## PASSAGE TO READ
********************

I still would like a wrapper function to determine whether a slot has been
invalidated. This This is too complicated to be repeated in other places.

> @@ -1224,20 +1226,21 @@ ReplicationSlotReserveWal(void)
> }
>
> /*
> - * Helper for InvalidateObsoleteReplicationSlots -- acquires the given slot
> - * and mark it invalid, if necessary and possible.
> + * Helper for InvalidateObsoleteReplicationSlots
> + *
> + * Acquires the given slot and mark it invalid, if necessary and possible.
> *
> * Returns whether ReplicationSlotControlLock was released in the interim (and
> * in that case we're not holding the lock at return, otherwise we are).
> *
> - * Sets *invalidated true if the slot was invalidated. (Untouched otherwise.)
> + * Sets *invalidated true if an obsolete slot was invalidated. (Untouched otherwise.)
> *
> * This is inherently racy, because we release the LWLock
> * for syscalls, so caller must restart if we return true.
> */
> static bool
> -InvalidatePossiblyObsoleteSlot(ReplicationSlot *s, XLogRecPtr oldestLSN,
> - bool *invalidated)
> +InvalidatePossiblyObsoleteOrConflictingLogicalSlot(ReplicationSlot *s, XLogRecPtr oldestLSN,
> + bool *invalidated, TransactionId *xid)

This is too long a name. I'd probably just leave it at the old name.

> @@ -1261,18 +1267,33 @@ InvalidatePossiblyObsoleteSlot(ReplicationSlot *s, XLogRecPtr oldestLSN,
> * Check if the slot needs to be invalidated. If it needs to be
> * invalidated, and is not currently acquired, acquire it and mark it
> * as having been invalidated. We do this with the spinlock held to
> - * avoid race conditions -- for example the restart_lsn could move
> - * forward, or the slot could be dropped.
> + * avoid race conditions -- for example the restart_lsn (or the
> + * xmin(s) could) move forward or the slot could be dropped.

********************

## ENTRIES SUPPLIED
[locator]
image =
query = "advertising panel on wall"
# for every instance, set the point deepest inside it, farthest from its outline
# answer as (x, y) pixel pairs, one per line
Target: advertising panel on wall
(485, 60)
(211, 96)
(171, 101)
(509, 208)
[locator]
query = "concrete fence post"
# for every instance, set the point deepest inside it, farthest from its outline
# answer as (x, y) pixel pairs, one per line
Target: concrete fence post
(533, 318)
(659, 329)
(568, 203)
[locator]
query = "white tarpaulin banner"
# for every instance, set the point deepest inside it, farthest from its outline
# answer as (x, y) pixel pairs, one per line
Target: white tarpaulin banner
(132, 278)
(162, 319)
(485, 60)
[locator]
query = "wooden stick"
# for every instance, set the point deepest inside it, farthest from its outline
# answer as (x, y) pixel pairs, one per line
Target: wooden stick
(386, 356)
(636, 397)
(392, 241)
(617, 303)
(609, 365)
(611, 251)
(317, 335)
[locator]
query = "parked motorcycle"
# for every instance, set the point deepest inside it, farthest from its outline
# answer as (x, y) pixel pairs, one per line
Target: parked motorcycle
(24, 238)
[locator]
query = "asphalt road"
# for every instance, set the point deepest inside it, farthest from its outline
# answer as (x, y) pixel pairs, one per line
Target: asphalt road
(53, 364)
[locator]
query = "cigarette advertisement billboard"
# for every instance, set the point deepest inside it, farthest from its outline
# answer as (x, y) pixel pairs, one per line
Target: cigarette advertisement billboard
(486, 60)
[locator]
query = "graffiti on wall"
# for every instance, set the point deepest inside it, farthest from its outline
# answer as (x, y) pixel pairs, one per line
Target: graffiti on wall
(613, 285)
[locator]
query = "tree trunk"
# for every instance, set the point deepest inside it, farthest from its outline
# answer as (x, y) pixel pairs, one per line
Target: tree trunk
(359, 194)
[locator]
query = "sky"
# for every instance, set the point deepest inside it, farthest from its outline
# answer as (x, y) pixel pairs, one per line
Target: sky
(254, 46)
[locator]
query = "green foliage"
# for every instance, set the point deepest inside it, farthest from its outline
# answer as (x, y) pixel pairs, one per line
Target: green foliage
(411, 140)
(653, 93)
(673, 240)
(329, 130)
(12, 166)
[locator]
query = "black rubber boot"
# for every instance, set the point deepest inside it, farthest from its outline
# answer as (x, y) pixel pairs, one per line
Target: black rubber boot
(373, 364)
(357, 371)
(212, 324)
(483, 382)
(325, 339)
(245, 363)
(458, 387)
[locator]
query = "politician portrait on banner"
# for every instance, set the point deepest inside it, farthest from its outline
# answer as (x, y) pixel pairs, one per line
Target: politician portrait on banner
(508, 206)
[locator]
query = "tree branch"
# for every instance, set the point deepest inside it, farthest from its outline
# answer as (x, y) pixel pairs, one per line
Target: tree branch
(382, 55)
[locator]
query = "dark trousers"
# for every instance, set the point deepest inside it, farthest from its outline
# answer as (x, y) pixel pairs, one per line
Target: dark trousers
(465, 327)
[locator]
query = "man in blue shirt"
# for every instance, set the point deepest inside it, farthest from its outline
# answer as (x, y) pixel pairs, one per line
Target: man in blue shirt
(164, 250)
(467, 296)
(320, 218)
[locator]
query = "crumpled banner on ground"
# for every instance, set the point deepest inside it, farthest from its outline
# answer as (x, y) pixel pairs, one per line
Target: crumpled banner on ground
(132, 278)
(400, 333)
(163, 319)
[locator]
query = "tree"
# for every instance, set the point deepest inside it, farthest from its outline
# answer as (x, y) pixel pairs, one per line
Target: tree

********************

## WHAT YOU SHOULD DO
Transcribe the patch review above from "This is too long" to "forward, or the slot could be dropped.", reproducing every character without alteration.

## RESULT BELOW
This is too long a name. I'd probably just leave it at the old name.

> @@ -1261,18 +1267,33 @@ InvalidatePossiblyObsoleteSlot(ReplicationSlot *s, XLogRecPtr oldestLSN,
> * Check if the slot needs to be invalidated. If it needs to be
> * invalidated, and is not currently acquired, acquire it and mark it
> * as having been invalidated. We do this with the spinlock held to
> - * avoid race conditions -- for example the restart_lsn could move
> - * forward, or the slot could be dropped.